(Records from a dataset)
· · · · · · ·

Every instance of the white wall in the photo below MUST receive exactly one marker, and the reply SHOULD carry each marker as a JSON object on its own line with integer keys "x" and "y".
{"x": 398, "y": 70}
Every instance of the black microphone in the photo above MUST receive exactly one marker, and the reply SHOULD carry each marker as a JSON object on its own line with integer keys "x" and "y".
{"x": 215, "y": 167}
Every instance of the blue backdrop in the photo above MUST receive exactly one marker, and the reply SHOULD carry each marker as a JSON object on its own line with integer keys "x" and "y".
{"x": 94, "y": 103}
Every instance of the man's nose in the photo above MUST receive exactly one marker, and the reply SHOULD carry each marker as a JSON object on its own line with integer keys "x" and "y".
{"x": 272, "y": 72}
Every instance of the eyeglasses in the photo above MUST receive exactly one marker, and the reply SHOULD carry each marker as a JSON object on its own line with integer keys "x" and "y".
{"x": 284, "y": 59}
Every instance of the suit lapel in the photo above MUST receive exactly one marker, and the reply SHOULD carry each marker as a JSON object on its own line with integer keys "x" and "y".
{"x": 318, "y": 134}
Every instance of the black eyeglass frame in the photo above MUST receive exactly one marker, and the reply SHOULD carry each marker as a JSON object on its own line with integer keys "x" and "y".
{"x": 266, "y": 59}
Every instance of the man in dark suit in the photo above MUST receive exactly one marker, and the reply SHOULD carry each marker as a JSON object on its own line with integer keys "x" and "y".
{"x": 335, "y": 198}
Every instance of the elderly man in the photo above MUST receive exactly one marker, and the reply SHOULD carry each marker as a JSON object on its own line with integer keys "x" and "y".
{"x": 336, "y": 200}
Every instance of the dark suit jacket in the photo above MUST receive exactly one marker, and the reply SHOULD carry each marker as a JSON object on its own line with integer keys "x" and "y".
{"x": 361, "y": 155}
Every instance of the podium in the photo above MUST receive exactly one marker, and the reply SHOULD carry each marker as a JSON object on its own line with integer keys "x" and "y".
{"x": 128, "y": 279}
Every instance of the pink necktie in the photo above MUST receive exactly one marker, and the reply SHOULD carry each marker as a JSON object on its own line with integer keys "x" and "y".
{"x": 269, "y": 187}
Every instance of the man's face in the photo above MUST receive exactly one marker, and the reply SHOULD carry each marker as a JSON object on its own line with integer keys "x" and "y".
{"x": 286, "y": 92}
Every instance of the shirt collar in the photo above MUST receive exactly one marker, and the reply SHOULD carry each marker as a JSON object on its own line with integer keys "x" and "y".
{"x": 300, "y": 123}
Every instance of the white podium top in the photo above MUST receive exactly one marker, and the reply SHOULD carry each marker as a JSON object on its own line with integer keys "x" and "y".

· · · · · · ·

▸ Exercise prompt
The expected output is the lines from the one holding "Every instance of the elderly" through the last line of the data, exactly as they appear, with nothing before or after.

▸ Written solution
Every instance of the elderly man in the photo above MUST receive exactly one marker, and the reply SHOULD carry each marker as a JSON object on its own line with integer keys "x" and "y".
{"x": 336, "y": 200}
Every instance of the dark suit jacket in the photo above MUST receive exactly one marker, and the reply SHOULD carry each marker as a JSON object on its own line with integer keys "x" and "y".
{"x": 361, "y": 155}
Every instance of the podium in the photo above MUST receive exactly one marker, and the reply SHOULD carry each marker as a JSON object on its own line with integer keys "x" and "y".
{"x": 128, "y": 279}
Every instance of the pink necktie in the photo above MUST receive exactly one marker, and the reply SHOULD carry each marker as a JSON object on its own line with integer keys "x" and "y".
{"x": 269, "y": 187}
Every instance of the man's face in the photo above MUST receive exactly one marker, and the reply SHOULD carry each marker as a JSON object on its own line with integer keys "x" and "y".
{"x": 286, "y": 92}
Every instance of the shirt collar in the photo above MUST receive exactly one marker, and the reply SHOULD carry each marker as a JSON object on its own line with integer keys "x" and "y".
{"x": 300, "y": 123}
Every instance of the white podium top in the photo above MUST receive exactly one marker, and the reply SHOULD carry each marker as a JSON object on its own line with integer keys "x" and "y".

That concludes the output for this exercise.